» Given instruction
Please gather every line from the items below that contains the word "crest", and copy each of those lines in full.

═══ Records supplied ═══

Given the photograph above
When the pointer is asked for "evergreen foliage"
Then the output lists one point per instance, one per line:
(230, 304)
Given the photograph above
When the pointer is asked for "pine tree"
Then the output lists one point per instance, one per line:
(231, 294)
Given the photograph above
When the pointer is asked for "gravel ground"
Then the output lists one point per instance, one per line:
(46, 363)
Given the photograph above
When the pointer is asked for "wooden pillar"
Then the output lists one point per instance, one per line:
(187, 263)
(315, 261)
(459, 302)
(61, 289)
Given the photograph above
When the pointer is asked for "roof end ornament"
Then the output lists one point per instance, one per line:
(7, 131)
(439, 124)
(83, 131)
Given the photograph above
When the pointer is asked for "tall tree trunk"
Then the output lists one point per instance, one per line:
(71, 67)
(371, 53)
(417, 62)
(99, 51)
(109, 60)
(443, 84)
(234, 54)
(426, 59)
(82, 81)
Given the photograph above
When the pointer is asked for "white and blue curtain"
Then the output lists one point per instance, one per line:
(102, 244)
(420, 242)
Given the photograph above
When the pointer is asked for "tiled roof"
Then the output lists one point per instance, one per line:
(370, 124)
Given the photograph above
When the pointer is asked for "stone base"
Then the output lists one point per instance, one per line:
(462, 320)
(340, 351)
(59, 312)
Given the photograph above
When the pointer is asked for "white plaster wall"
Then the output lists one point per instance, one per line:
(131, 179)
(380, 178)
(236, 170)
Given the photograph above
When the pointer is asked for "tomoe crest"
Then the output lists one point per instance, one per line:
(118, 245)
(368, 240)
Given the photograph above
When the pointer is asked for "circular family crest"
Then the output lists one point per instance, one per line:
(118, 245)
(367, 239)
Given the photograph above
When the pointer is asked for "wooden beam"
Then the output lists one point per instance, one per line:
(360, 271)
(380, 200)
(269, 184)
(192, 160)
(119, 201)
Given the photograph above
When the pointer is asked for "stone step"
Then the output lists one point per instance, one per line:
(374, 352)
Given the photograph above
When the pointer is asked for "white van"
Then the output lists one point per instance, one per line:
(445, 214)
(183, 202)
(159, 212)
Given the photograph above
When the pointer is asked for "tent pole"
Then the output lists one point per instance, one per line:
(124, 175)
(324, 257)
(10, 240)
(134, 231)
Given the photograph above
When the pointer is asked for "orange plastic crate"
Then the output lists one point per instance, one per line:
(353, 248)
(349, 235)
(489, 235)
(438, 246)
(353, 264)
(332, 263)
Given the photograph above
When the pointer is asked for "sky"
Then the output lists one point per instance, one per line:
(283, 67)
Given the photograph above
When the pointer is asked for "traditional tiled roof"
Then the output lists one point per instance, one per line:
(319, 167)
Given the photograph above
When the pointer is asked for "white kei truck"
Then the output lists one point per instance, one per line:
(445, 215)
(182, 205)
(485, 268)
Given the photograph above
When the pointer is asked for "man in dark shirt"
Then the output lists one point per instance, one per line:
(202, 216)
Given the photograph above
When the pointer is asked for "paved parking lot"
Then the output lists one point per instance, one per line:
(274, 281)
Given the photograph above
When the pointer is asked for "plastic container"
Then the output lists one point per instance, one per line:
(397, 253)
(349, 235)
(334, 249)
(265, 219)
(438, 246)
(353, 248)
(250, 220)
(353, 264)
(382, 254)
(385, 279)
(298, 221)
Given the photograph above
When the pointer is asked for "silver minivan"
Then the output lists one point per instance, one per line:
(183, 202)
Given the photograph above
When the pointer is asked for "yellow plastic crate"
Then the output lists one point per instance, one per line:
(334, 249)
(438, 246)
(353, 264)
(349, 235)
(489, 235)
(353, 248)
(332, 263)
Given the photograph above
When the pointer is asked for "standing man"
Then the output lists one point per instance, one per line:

═══
═══ Records supplied ═══

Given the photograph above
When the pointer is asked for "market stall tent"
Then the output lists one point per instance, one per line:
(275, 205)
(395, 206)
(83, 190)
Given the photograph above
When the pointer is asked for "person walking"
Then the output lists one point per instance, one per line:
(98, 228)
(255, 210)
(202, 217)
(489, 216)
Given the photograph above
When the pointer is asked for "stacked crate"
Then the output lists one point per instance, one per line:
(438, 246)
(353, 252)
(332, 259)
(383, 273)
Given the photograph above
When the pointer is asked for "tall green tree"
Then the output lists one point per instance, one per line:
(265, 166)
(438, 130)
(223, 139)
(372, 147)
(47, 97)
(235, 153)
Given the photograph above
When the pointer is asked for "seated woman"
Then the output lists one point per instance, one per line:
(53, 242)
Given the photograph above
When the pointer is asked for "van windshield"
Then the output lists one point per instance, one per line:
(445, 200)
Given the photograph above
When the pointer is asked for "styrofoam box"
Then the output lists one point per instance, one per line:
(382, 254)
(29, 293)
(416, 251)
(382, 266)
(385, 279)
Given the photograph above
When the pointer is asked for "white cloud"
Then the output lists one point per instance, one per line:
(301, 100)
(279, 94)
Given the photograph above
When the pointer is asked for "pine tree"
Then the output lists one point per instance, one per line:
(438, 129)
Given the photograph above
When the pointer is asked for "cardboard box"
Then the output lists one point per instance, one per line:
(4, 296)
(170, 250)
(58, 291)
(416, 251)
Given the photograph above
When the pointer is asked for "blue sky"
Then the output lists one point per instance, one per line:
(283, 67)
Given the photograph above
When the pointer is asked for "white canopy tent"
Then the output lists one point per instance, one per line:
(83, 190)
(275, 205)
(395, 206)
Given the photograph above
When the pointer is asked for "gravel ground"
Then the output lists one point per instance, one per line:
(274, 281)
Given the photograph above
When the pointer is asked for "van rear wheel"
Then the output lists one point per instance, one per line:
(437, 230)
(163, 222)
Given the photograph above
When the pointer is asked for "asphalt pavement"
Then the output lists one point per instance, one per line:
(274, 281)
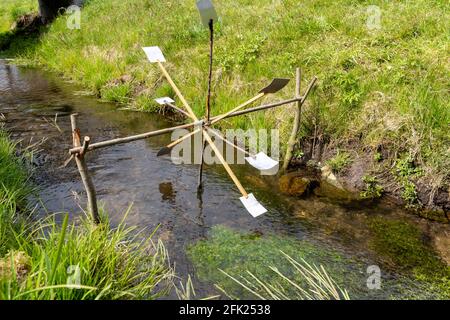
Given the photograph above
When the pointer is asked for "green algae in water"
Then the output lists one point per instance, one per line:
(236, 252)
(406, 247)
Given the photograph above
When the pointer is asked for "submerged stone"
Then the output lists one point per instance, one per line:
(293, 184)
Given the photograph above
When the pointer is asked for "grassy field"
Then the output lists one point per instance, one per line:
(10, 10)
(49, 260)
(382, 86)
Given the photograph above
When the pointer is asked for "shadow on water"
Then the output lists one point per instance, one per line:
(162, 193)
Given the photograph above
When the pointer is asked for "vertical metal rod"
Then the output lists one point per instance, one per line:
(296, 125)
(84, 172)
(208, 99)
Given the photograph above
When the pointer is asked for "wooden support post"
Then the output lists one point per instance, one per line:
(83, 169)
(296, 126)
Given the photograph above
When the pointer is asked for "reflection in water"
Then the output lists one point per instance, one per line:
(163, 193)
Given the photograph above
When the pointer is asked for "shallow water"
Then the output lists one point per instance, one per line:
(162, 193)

═══

» Final result
When the pointer is asked for "tomoe crest"
When the pointer is asked for "circular family crest"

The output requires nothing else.